# QUOTED PASSAGE:
+===+

Geraint Talfan Davies reflects on the media debates that took place at the National Eisteddfod
Broadcasting plays such a central symbolic role in the life of the Welsh language and culture that some debate on it is guaranteed at the National Eisteddfod – the annual general meeting of the Welsh-speaking community. Wrexham was no exception.
At the beginning of the week, Guto Harri – on leave from advising Boris Johnson – conducted a crackling valedictory interview with Gwilym Owen, a major figure in Welsh journalism for half a century. In a long career Owen worked for TWW, HTV and the BBC, and became one of only two people to have held the positions of head of news and current affairs at both HTV Wales and BBC Wales.
Eisteddfod Special Tomorrow Nathan Lewis Williams explains how a space at next year’s festival in the Vale of Glamorgan will draw on the inspiration of Iolo Morgannwg |
Since his retirement from an executive position at BBC Wales in the early 1990s, he has burnished a reputation as a straight-talking interviewer on his own weekly programme on Radio Cymru. In that role, and as a columnist elsewhere, he has been important in being a performer in the Welsh language who took a prickly pride in not subscribing to the orthodoxies of his own linguistic community. His abrasive, some would say curmudgeonly style – not unlike Jeremy Paxman – also entertained, as it did in the conversation with Guto Harri in the packed literary pavilion. The event, including his criticisms of the blandness of journalism in Wales – across all media – and of S4C, was a reminder of the need for a healthy iconoclasm that is all too rare in Wales.

+===+

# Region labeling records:
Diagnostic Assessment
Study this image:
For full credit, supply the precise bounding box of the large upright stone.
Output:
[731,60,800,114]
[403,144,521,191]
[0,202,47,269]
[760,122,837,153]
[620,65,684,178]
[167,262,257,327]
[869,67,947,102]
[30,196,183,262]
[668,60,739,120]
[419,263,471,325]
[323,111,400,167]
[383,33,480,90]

+===+

# TASKS TO COMPLETE:
a – Render every line of the region labeling records as a numbered list, leaving out blank lines.
b – Carry on the piece about the media debates at the National Eisteddfod from the point where it stops.

# ANSWERS TO THE EXERCISE:
a –
1. Diagnostic Assessment
2. Study this image:
3. For full credit, supply the precise bounding box of the large upright stone.
4. Output:
5. [731,60,800,114]
6. [403,144,521,191]
7. [0,202,47,269]
8. [760,122,837,153]
9. [620,65,684,178]
10. [167,262,257,327]
11. [869,67,947,102]
12. [30,196,183,262]
13. [668,60,739,120]
14. [419,263,471,325]
15. [323,111,400,167]
16. [383,33,480,90]

b –
Debate really took off on Thursday, as Ofcom revealed its annual communications market report, with its reminder of the continuing decline in spend on English language television in Wales – down 33 per cent in the last five years. This was followed by the IWA’s own event to discuss what is, undoubtedly, something of a crisis in media services for Wales, while in the afternoon, Cymdeithas yr Iaith, conducted a protest – no Eisteddfod is complete without one – this time on the subject of S4C’s independence.
Sadly, few of the protesters were able to get to the final lecture that afternoon by another broadcasting veteran, Euryn Ogwen Williams, S4C’s Director of Programmes in the channel’s first decade. They might not have liked what he had to say. While Gwilym Owen’s iconoclasm is that of the journalist, Williams’ is that of a poet, and like many a poet today he has become fascinated by science and technology. His lecture – the first Eisteddfod lecture in memory of Owen Edwards, S4C’s founding Chief Executive – was a characteristic philosophical riff on our inability to grasp the deeper implications of digital media.
In summary, his critique of the status quo was as follows:
- The battle to defend and promote the Welsh language, post the 1960s, was a battle with London to create institutions which defined the [Welsh language] cause. This, combined with the nature of the declining Welsh industrial base, meant that we were ill-equipped to keep up with the digital revolution and inclined us to avoid facing this new reality.
- Our institutions – BBC, S4C, Welsh Language Board, Welsh Books Council, the education system and so on – have been too slow to recognise the way in which technology is altering the nature of public discourse in general, and public service broadcasting in particular. This has meant the Welsh language is well behind the curve in the digital age.
- We need to stop looking at broadcasting in isolation, and examine all the means of supporting and promoting the language in the round. We need a fundamental debate about the role of digital media in the Welsh language, its communities and culture.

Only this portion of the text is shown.